• SET PROBLEM: Output, word for word, every line from the line with "Category: windshield" through the final line of the data below.

# # # # # # #

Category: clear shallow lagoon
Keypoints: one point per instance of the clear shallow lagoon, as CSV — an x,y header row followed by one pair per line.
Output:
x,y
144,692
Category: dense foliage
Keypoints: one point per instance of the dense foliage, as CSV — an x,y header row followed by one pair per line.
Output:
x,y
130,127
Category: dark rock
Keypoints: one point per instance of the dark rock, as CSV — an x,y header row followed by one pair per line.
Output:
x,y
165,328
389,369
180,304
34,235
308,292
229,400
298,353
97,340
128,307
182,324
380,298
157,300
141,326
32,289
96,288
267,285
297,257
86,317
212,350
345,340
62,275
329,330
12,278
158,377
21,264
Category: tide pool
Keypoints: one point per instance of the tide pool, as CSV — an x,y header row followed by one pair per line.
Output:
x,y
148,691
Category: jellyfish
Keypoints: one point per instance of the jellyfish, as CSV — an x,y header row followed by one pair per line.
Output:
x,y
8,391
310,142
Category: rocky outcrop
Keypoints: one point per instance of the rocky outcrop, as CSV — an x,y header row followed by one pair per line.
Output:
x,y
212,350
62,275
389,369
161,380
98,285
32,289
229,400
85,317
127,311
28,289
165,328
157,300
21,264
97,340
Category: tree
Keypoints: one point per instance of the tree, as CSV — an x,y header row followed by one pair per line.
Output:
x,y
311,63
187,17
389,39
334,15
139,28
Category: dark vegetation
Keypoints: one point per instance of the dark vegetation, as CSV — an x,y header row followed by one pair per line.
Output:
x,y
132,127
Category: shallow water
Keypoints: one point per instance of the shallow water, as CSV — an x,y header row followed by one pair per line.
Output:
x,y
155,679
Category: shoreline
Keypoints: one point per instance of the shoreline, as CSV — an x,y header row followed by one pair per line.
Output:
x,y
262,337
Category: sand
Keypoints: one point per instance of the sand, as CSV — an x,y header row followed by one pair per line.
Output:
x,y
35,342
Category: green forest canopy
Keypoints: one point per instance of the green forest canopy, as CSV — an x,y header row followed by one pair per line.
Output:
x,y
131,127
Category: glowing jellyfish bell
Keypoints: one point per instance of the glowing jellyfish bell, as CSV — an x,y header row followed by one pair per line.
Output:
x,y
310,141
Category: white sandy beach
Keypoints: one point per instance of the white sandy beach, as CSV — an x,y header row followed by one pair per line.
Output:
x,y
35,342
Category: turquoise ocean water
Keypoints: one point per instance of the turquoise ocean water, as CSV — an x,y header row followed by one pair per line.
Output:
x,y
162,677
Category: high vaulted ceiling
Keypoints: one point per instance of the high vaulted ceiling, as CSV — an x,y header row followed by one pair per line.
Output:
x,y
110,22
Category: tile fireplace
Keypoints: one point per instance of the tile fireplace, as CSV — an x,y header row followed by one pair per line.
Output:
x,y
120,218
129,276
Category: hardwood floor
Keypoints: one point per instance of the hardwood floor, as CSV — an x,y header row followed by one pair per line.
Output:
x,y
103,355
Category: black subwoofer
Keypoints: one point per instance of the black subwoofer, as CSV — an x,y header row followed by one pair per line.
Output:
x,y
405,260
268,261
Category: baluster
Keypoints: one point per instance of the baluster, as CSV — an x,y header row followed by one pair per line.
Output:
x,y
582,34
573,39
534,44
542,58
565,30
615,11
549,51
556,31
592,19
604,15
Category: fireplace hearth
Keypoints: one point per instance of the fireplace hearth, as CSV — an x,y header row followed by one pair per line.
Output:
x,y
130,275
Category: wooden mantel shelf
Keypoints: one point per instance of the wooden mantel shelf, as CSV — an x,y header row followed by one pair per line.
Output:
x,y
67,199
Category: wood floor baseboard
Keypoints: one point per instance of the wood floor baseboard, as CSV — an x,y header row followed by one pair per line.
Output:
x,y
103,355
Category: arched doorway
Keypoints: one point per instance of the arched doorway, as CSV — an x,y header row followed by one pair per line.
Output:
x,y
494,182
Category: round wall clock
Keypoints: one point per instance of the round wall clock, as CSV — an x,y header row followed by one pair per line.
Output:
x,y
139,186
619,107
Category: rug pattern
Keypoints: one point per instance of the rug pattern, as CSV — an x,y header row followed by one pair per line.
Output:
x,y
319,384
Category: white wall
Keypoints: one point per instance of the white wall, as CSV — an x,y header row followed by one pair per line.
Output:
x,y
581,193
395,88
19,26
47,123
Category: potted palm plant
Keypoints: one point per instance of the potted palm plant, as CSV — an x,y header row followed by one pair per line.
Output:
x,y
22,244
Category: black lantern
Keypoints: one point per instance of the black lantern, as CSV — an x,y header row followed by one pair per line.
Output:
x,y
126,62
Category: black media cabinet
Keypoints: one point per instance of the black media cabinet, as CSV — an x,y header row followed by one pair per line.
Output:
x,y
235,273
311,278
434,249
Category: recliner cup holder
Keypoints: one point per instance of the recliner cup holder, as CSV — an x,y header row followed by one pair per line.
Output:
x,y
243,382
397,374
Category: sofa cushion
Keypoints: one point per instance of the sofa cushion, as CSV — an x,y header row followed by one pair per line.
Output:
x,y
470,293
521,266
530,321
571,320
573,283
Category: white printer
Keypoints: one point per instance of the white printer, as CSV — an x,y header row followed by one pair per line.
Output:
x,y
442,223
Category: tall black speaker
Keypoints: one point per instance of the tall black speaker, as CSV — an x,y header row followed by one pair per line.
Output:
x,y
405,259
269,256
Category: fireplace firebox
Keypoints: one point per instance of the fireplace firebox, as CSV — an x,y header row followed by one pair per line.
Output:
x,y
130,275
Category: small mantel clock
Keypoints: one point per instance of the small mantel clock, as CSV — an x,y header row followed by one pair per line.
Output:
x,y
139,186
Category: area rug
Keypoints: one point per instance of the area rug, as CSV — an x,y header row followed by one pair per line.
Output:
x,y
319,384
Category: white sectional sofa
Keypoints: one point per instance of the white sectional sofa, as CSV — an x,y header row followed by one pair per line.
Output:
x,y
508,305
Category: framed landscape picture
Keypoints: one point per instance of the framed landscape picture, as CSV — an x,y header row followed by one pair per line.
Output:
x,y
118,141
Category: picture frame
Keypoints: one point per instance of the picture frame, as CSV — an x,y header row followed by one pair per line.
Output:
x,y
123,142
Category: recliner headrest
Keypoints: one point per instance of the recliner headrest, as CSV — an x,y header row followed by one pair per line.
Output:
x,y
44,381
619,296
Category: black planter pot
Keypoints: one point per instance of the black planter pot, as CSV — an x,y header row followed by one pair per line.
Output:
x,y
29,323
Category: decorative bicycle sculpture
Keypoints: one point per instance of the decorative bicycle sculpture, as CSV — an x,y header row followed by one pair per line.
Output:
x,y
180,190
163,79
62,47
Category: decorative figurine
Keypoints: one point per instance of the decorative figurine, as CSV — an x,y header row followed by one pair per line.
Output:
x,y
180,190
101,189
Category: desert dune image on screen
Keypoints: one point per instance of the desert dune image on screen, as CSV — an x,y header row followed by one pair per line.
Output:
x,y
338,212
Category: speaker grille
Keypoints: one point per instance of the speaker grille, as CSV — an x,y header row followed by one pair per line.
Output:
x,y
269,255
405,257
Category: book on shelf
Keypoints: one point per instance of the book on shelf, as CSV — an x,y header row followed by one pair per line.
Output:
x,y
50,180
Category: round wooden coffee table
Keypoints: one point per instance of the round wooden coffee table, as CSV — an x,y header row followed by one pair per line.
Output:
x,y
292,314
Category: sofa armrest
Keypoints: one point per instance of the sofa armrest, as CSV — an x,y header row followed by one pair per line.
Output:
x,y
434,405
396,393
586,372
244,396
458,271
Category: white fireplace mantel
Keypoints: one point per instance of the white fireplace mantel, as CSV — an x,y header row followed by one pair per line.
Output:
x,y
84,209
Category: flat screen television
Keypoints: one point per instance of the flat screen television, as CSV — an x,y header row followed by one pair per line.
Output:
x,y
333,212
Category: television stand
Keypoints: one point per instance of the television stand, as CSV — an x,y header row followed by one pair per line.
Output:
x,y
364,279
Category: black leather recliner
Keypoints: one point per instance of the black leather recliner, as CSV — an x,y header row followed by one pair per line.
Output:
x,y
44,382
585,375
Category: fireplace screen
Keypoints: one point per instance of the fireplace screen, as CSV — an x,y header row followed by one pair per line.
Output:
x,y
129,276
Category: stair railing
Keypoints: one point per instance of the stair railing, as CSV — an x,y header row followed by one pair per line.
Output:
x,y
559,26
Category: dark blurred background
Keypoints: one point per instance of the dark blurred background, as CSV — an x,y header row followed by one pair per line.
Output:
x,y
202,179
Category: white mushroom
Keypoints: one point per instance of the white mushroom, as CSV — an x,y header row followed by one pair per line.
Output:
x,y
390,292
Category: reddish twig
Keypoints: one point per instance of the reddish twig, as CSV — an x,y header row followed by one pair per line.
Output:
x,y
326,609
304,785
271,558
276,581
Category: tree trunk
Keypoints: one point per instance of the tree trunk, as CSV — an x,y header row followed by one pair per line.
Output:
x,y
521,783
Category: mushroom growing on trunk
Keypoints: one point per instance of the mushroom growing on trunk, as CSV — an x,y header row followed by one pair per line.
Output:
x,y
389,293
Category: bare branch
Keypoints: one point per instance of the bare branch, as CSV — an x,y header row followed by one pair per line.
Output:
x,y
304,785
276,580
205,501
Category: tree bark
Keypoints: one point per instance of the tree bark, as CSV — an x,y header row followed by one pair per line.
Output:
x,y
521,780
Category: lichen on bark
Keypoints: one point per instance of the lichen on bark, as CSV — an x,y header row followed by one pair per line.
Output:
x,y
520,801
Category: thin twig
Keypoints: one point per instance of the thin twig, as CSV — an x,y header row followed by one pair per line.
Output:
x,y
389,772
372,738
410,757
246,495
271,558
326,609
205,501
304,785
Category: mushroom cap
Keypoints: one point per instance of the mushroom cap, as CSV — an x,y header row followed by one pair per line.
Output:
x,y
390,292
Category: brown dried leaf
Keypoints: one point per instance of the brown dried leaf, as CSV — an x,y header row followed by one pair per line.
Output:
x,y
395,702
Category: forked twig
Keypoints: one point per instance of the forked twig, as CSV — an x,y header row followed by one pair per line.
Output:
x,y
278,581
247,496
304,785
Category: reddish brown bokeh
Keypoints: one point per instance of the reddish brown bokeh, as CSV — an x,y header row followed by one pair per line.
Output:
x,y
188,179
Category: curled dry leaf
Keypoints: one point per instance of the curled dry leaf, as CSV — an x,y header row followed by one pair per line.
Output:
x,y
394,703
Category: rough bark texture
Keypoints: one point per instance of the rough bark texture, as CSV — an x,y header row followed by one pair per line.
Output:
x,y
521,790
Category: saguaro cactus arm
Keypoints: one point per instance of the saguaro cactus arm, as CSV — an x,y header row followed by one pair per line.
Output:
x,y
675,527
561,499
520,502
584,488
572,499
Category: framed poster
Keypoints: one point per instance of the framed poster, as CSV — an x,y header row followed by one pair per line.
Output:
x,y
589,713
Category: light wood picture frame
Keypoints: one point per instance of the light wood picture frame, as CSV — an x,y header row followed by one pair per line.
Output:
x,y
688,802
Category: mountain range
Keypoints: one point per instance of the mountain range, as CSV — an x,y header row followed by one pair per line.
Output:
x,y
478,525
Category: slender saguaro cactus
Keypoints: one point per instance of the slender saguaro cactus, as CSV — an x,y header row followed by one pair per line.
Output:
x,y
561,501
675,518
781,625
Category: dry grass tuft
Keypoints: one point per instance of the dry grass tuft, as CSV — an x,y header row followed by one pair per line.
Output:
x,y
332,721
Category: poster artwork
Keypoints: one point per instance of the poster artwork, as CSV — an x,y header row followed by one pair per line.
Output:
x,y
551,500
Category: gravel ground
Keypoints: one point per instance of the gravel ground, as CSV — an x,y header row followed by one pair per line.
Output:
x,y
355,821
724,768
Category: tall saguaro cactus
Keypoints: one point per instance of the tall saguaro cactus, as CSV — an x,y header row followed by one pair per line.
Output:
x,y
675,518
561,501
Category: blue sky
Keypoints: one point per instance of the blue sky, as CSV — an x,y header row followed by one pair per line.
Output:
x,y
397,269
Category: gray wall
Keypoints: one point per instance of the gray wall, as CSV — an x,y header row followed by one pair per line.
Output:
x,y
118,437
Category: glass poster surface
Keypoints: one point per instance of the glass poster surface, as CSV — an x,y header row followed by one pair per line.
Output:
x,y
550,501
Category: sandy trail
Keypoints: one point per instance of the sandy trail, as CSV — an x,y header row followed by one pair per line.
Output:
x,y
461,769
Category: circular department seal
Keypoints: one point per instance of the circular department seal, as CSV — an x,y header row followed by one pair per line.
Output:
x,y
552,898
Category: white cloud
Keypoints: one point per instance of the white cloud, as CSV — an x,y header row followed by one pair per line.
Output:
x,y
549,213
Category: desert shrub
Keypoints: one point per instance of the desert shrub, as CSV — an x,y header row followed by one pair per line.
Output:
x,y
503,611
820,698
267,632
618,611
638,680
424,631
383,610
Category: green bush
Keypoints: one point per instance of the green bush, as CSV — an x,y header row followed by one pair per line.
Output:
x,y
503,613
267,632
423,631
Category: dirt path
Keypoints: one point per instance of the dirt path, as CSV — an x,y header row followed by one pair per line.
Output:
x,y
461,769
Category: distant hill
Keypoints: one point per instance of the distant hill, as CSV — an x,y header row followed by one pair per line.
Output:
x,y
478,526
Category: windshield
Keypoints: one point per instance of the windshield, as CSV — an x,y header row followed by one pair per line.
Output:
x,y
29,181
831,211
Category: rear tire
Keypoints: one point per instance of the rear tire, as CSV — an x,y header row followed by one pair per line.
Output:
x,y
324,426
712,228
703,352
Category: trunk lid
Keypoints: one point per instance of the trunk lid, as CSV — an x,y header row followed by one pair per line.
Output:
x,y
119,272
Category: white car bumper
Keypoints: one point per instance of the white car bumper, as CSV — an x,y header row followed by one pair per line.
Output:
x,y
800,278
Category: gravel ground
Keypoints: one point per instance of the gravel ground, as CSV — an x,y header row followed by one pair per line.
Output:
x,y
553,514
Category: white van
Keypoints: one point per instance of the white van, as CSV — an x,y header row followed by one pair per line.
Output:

# # # # # # #

• TASK RESULT:
Category: windshield
Keypoints: one point per instance of the windshield, as CSV — an x,y header row followed by one pair per line.
Output:
x,y
29,181
831,211
Category: rear tire
Keypoints: one point per instance of the rear tire, as CSV — an x,y header row followed by one pair per line.
Output:
x,y
324,426
712,228
703,352
Category: trunk lid
Keypoints: one point per instance of the trunk lid, as CSV — an x,y header row followed by one pair per line.
Output:
x,y
119,272
Category: white car bumper
Keypoints: one point per instance of the white car bumper, as CSV — an x,y header row followed by one pair per line.
Output:
x,y
800,278
Category: gravel ground
Keypoints: one point per instance of the gravel ground, as CSV — an x,y header row followed by one pair per line.
Output:
x,y
553,514
Category: white van
Keypoints: one point per instance of the white van, as CSV — an x,y header row followed by one pair per line.
Output:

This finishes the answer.